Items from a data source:
*** Begin section ***

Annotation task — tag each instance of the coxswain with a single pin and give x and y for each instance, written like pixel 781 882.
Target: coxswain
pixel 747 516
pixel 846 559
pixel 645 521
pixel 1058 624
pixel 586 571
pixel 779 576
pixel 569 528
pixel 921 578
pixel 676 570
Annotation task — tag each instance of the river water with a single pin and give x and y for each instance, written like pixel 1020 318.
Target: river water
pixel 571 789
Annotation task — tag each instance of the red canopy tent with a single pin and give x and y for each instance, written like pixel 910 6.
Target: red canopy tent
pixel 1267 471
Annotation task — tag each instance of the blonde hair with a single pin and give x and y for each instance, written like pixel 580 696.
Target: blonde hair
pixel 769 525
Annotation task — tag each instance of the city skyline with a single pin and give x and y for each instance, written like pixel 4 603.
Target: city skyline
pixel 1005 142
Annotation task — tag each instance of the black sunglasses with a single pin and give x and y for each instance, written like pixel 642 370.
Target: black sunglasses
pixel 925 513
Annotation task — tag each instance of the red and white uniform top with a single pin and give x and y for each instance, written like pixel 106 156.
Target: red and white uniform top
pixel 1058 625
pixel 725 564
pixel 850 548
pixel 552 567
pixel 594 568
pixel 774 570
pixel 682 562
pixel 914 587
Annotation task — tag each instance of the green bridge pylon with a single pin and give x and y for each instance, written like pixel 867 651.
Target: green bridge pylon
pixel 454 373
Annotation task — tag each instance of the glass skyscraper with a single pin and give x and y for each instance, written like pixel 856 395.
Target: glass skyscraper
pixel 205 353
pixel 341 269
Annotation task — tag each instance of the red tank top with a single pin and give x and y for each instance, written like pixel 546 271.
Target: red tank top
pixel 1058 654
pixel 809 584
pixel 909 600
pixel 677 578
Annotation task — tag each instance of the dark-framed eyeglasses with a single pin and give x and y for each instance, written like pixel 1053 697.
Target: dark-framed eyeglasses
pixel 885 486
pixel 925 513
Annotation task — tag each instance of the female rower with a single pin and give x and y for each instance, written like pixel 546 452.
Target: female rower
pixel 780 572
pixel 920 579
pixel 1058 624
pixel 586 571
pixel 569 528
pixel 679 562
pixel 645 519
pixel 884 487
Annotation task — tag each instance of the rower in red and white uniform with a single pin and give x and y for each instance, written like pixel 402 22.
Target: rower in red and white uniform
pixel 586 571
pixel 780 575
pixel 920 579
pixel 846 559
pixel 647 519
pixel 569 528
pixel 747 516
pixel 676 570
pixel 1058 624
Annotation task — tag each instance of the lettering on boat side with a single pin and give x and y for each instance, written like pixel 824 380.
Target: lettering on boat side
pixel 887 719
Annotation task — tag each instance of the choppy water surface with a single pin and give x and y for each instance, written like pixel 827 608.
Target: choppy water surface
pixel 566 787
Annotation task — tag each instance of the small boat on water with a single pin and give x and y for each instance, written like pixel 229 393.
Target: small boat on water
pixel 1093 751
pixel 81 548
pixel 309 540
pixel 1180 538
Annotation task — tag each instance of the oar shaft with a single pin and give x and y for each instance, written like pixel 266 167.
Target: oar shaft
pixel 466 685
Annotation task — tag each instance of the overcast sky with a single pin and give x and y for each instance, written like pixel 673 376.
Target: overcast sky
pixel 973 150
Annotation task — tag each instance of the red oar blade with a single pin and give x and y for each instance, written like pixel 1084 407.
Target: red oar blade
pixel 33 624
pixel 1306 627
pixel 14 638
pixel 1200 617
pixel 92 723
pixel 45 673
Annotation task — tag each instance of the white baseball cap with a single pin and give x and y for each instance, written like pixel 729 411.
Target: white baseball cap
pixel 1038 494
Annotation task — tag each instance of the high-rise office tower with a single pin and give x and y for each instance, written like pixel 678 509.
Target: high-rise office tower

*** End section ***

* **Exercise requirements**:
Whichever lines of the data include the word "high", pull them out.

* **Reply to the task**:
Annotation task — tag each instance of the high-rise office tower with a single pin and give x and y for each instance, written like pixel 678 509.
Target: high-rise office tower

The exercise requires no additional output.